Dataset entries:
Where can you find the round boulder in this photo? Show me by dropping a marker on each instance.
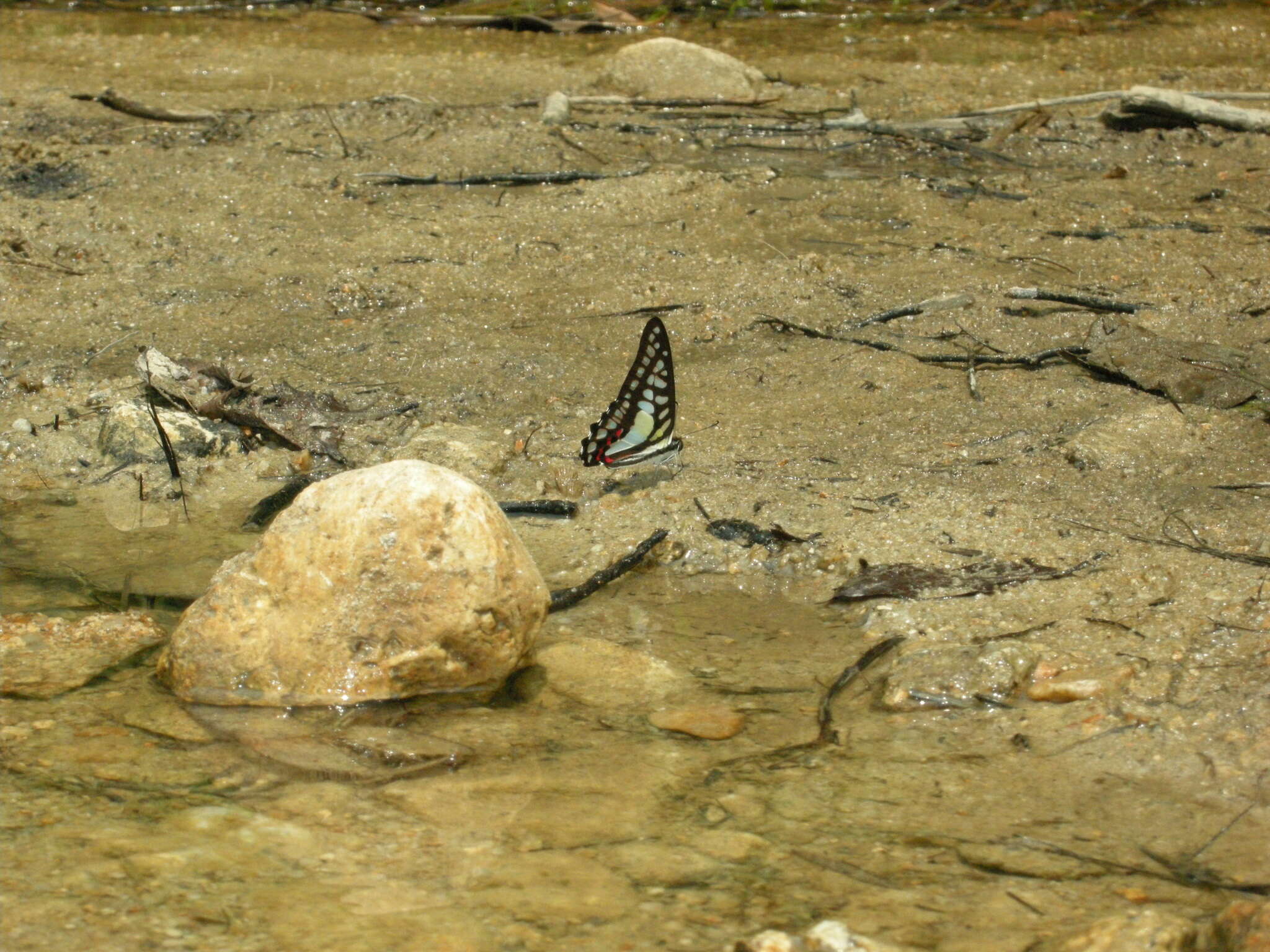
(389, 582)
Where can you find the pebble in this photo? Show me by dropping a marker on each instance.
(826, 936)
(556, 110)
(705, 721)
(666, 69)
(389, 582)
(602, 674)
(42, 656)
(1140, 930)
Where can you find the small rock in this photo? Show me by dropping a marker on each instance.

Brief ::
Reproduce every one of the records above word for word, leaving out the pictures.

Solution for this exercise ::
Where can you find the round boulder in this photo? Show me by dropping a marker on each instance.
(389, 582)
Where can you find the pebble in this photo? Show me by dropping a marker on each instance.
(826, 936)
(556, 110)
(705, 721)
(666, 69)
(389, 582)
(602, 674)
(42, 656)
(1140, 930)
Where can you find the small rock in this photo? Show me by dropping a marker on each instance.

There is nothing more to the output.